## Text excerpt:
◇ ◇ ◇

I climbed into some bleachers with the “VIPs”, but once the concert started it was just like watching it on TV in a big field, so I jumped down and waded into the crowd. Again I was astonished at the tremendous HIPPY vibe in the audience. Tie-dye shirts, dreadlocks, sandals, tangled beards, headbands… who knew that this culture was still such a powerful force. The indie-rock world that I normally inhabit is so consumed with feigned boredom that it’s easy to forget how appealing it is to most people just to smoke a little doobie and jam out to some blues noodling.

Tom Petty and the Heartbreakers are a huge influence on me and giants of American music, but their set started out a little timid, like they hadn’t been on stage in a while. Mike Cambell, patron saint of the melodic solo, was kind of anemic at first, dropping notes and just generally not “stepping up”, and I was worried that they were taking the inoffensive route and just going to play the hits with soft guitars. It wasn’t until they played some covers, Mannish Boy, (which Tom credited to the Yardbirds), and Fleetwood Mac’s Oh Well that they started to light it up a little, adding some more muscular guitar sounds. Then Tom called freaking Stevie Nicks out from the wings to sing their big hit together and then she stuck around to bang the tambourine and dance around. Stevie Nicks looks great and is truly a musical hero, but it’s nice to see that even she doesn’t know what to do on stage when she’s not singing. There is simply no dignified way to play the tambourine, even if it’s covered with feathers, which hers was.

The band started loosening up, which was a big improvement, but Mike Cambell still played kind of sloppily until I wondered maybe if that was his “style”. Unfortunately they continued to loosen up, right past the point where it was loose and into the place where Tom was improvising some kind of “I love you sooo much” business while the Heartbreakers vamped the blues. This is the opposite end of what I was saying about Bright Eyes; sometimes you can give the crowd too much of what they want. Then, unforgivably, with all the tremendous hits they have at their disposal, with Stevie Nicks waiting, perhaps, to sing one from her catalog, they launched into a fifteen minute version of Gloria. Does the world really need to hear one more bar band play Gloria? Even Tom Petty and the Heartbreakers could not do anything more with that song, it has been interpreted to death. But, of course, the hippies dug it and when Mike Cambell started soloing like Jerry Garcia the place went bananas.

◇ ◇ ◇

[Source records]

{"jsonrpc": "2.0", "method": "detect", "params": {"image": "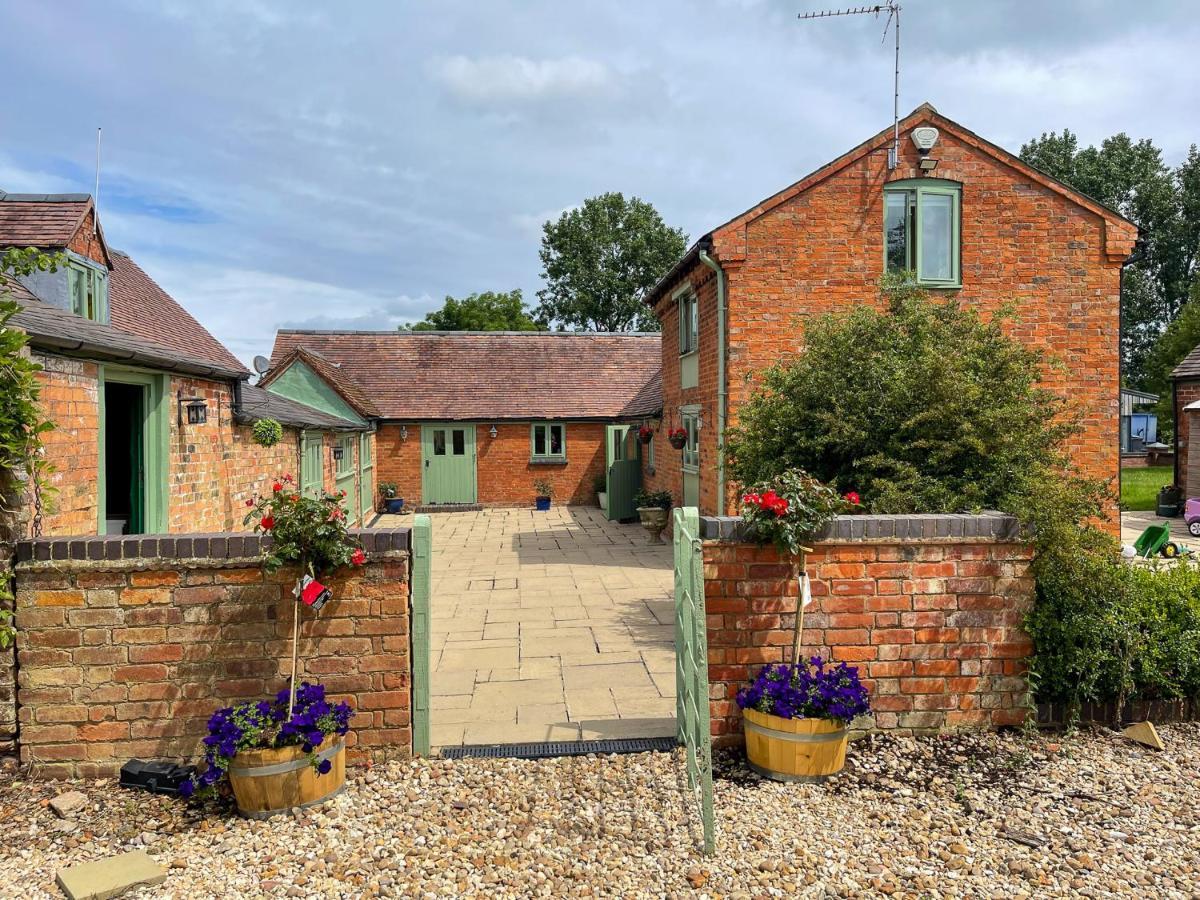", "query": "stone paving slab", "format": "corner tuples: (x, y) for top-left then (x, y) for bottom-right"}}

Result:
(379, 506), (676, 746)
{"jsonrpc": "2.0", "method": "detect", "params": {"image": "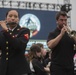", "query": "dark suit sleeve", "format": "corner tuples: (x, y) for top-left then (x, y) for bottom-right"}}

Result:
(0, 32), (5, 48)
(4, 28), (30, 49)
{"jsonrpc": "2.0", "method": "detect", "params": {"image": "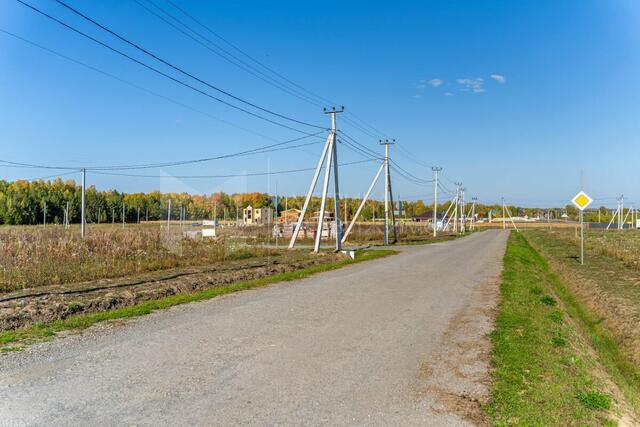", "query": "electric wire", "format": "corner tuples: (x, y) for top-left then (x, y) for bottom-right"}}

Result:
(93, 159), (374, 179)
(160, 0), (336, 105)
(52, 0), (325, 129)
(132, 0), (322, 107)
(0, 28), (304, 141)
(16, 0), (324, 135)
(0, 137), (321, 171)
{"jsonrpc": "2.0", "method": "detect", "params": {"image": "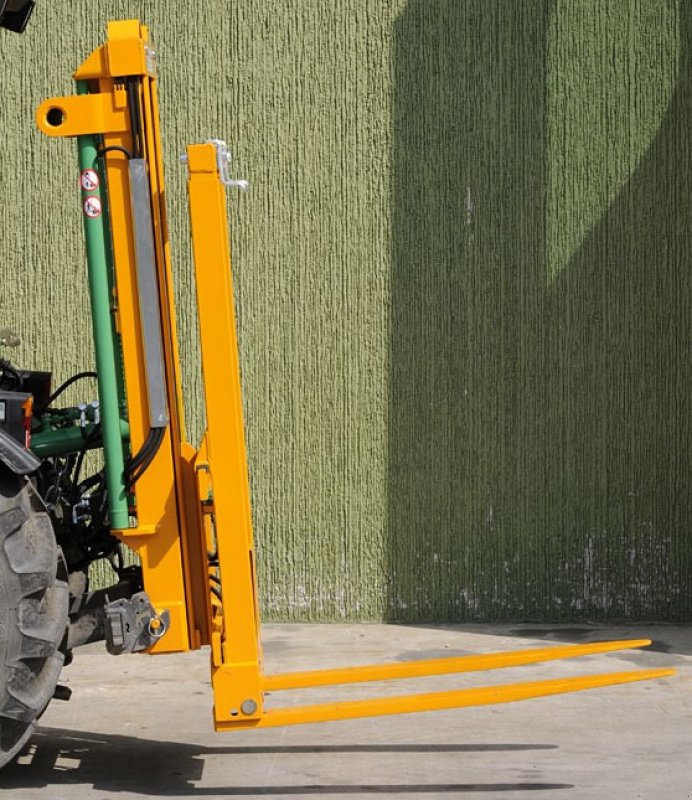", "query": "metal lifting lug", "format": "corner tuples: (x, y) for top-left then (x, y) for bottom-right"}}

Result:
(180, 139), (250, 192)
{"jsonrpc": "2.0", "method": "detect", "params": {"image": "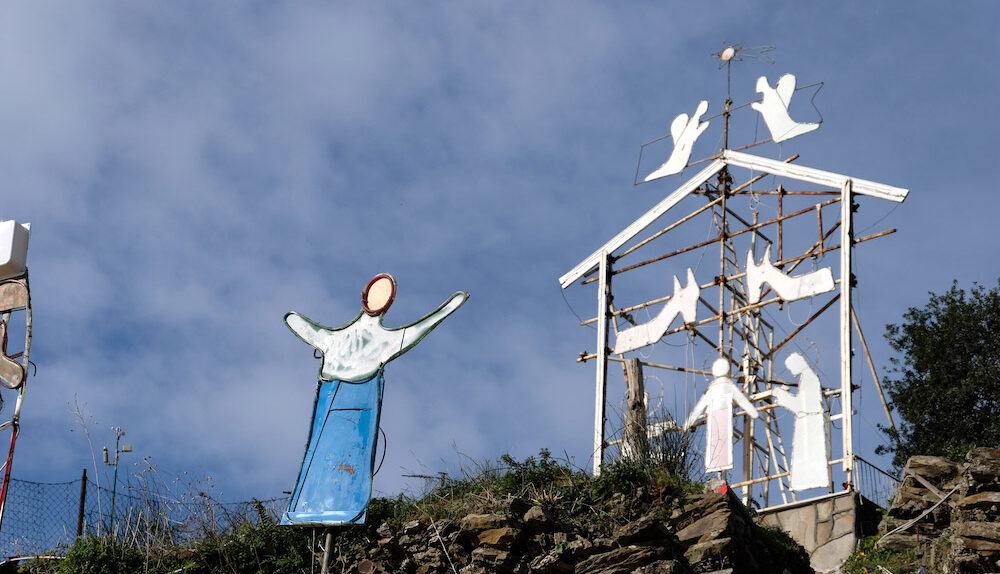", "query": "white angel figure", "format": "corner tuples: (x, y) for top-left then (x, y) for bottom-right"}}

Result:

◇ ◇ ◇

## Exercise 1:
In the concert review, what was Stevie Nicks's tambourine covered with?
## Exercise 2:
Continue the Tom Petty concert review past its final sentence.

## Response box 1:
Feathers.

## Response box 2:
Overall, I was glad that Tom Petty restored some of my snarky, coastal cynicism. I had spent the day journeying to the outer edge of happy-happy, joy-joy, to the point that I was crying at a Cat Power show, but in the end had come back to Earth, back to where I was comfortable, making arch comments about other guitar players. I finished the night watching My Morning Jacket play deafening chicken-fried rock, where every song STARTS at the climax and goes up from there, but I was mostly unmoved. That seems like fun music to play, but I think listening to too much of it would make me want to get in a musket fight with someone.

I finished the night with a handful of GORP for dinner, and curled up in the back of a mini-van to catch some “z”s before the big day tomorrow. The last news of the day was that some kid running across the interstate had been hit and killed by Ricky Skaggs’ tour bus. I felt sorry for Ricky that his day had to end in tragedy. The mood around the press tent raised the question whether a kid walking across the interstate might not have been on drugs. We’ll see. Either way Bonnaroo deserves credit for how FEW troubling incidents occur.